◆ **Passage**

******************************

To form such a corner we need at least three polygons, or faces - and hence at least three edges and three faces meet around each vertex. For example, three squares fit nicely together in the plane, but leave a 90° gap. When the two spare edges are glued together, the result is to form a corner of a cube, where we have a vertex figure consisting of three regular 4-gons: so we refer to this vertex figure as 4³.

Given a 3-dimensional corner, it may be possible to extend the construction, repeating the same vertex figure at every vertex. The resulting shape may then ‘close up’ to form a convex polyhedron. The assumption that in each vertex figure, the angles meeting at that vertex add to less than 360°, means that all the corners then project outwards - which is roughly what we mean when we say that the polyhedron is “convex”.

A regular polygon is an arrangement of finitely many congruent line segments, with two line segments meeting at each vertex (and never crossing, or meeting internally), and with all vertices alike; a regular polygon can be inscribed in a circle (Problem 36), and so encloses a convex subset of the plane. In the same spirit, a regular polyhedron is an arrangement of finitely many congruent regular polygons, with two polygons meeting at each edge, and with the same number of polygons in a single cycle around every vertex, enclosing a convex subset of 3-dimensional space (i.e. the polyhedron separates the remaining points of 3D into those that lie ‘inside’ and those that lie ‘outside’, and the line segment joining any two points of the polyhedral surface contains no points lying outside the polyhedron).

The important constraints here are the assumptions: that the polygons meet edge-to-edge with exactly two polygons meeting at each edge; that the same number of polygons meet around every vertex; and that the overall number of polygons, or faces, is finite. The assumption that the figure is convex should be seen as a temporary additional constraint, which means that the angles in polygons meeting at each vertex have sum less than 360°.

Problem 186 A vertex figure is to be formed by fitting regular p-gons together, edge-to-edge, for a fixed p. If there are q of these p-gons at a vertex, we denote the vertex figure by p^q. If the angles at each vertex add to less than 360°, prove that the only possible vertex figures are 3³, 3⁴, 3⁵, 4³, 5³.

******************************

◆ **Available data**
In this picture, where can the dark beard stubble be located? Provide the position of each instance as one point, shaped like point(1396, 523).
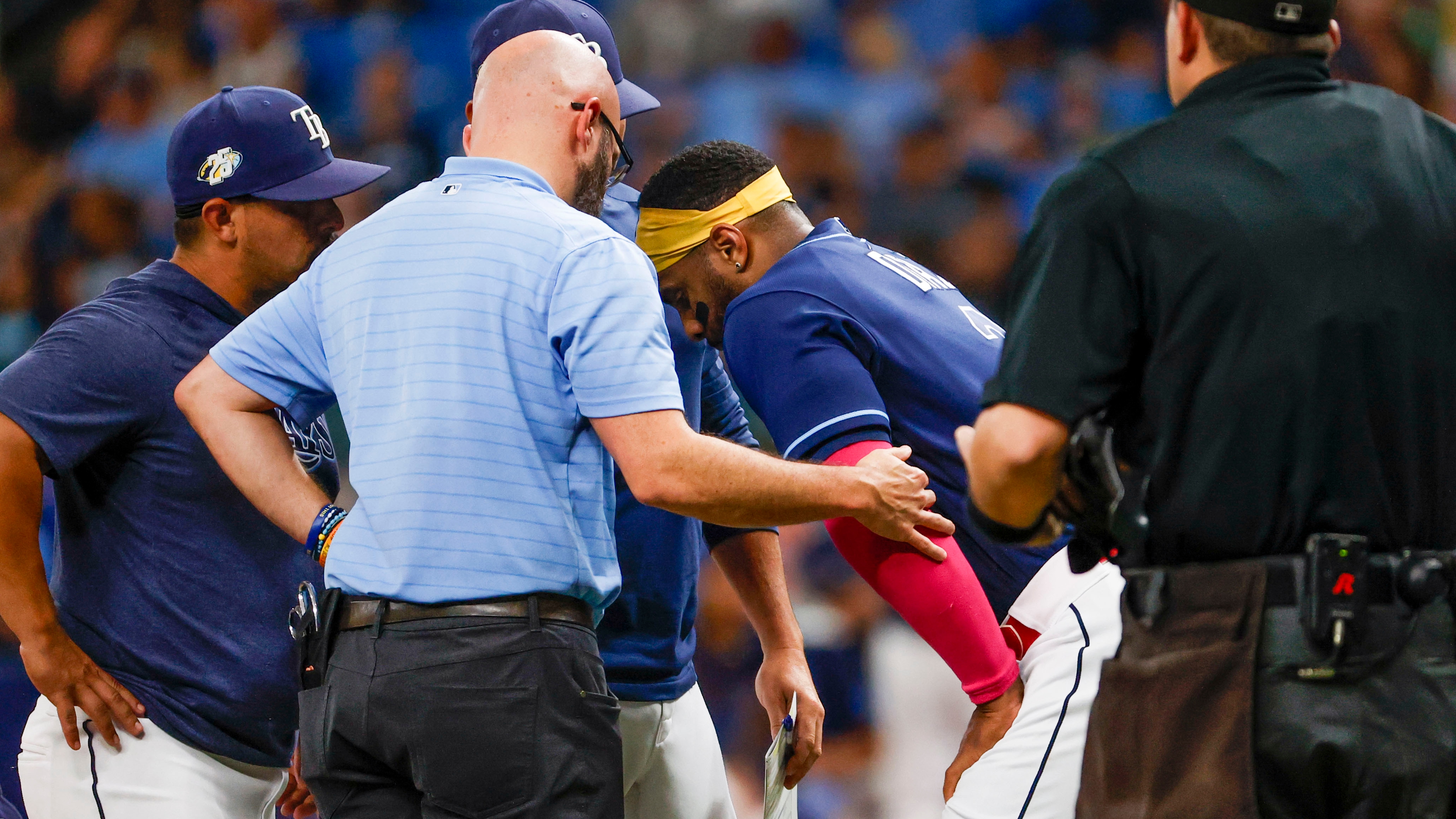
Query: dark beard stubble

******************************

◆ **Written task 1**
Using the passage on regular polyhedra, answer:
(a) What size of gap do three squares leave when fitted together in the plane?
(b) According to the passage, a regular polygon can be inscribed in what figure?
(c) Which vertex figures does Problem 186 name as the only possible ones?
◆ **Written task 2**
Pick up the passage on regular polyhedra after its final sentence and carry it forward.

◆ **Answer 1**
(a) A 90° gap.
(b) A circle.
(c) 3³, 3⁴, 3⁵, 4³ and 5³.

◆ **Answer 2**
The vertex figure 4³ is realized by the way the positive axes meet at the vertex (0,0,0), where

the unit square (0, 0,0), (1, 0,0), (1,1,0), (0,1,0) in the xy-plane (with equation z = 0) meets
the unit square (0,0,0), (1,0,0), (1,0,1), (0,0,1) in the xz-plane (with equation y = 0), and
the unit square (0, 0, 0), (0,1,0), (0,1,1), (0, 0,1) in the yz-plane (with equation x = 0).

If we include an eighth vertex (1, 1, 1), and

the unit square (0, 0, 1), (1, 0, 1), (1, 1, 1), (0, 1, 1) in the plane with equation z = 1,
the unit square (0,1,0), (1,1,0), (1,1,1), (0,1,1) in the plane with equation y = 1,
the unit square (1,0,0), (1,1,0), (1,1,1), (1,0,1) in the plane with equation x = 1,

we see that all eight vertices have the same vertex figure 4³. Hence the possible vertex figure 4³ in Problem 186 arises as the vertex figure of a regular polyhedron - namely the cube.

If we select the four vertices whose coordinates have odd sum A = (1, 0, 0), B = (0,1, 0), C = (0, 0,1), D = (1,1,1), then the distance between any two of these vertices is equal to $\sqrt{2}$ , so each triple of vertices (such as (1, 0, 0), (0,1,0), (0, 0,1)) defines a regular 3-gon ABC, with three such 3-gons meeting at each vertex of ABCD. Hence the possible vertex figure 3³ in Problem 186 arises as the vertex figure of a regular polyhedron - namely the regular tetrahedron (tetra = four; hedra = faces).

Problem 187 With A = (1,0,0) etc. as above, write down the coordinates of the six midpoints of the edges of the regular tetrahedron ABCD (or equivalently, the six centres of the faces of the original cube). Each edge of the regular tetrahedron meets four other edges of the regular tetrahedron (e.g. AB meets AC and AD at one end, and BC and BD at the other end). Choose an edge AB and its midpoint P. Calculate the distance from P to the midpoints Q, R, S, T of the four edges which AB meets (namely the midpoints of AB, AD, BD, BC respectively). Confirm that the triangles ΔPQR, ΔPRS, ΔPST, ΔPTQ are all regular 3-gons, and that the vertex figure at P is of type 3⁴ . Conclude that the possible vertex figure 3⁴ in Problem 186 arises as the vertex figure of a regular polyhedron PQRSTU - namely the regular octahedron (octa = eight; hedra = faces).

Problem 188

(a) A regular tetrahedron ABCD has edges of length 2, and sits with its base BCD on the table. Find the height of A above the base.

(b) A regular octahedron ABCDEF has four triangles meeting at each vertex.

(i) Let the four triangles which meet at A be ABC, ACD, ADE, AEB. Prove that BCDE must be a square.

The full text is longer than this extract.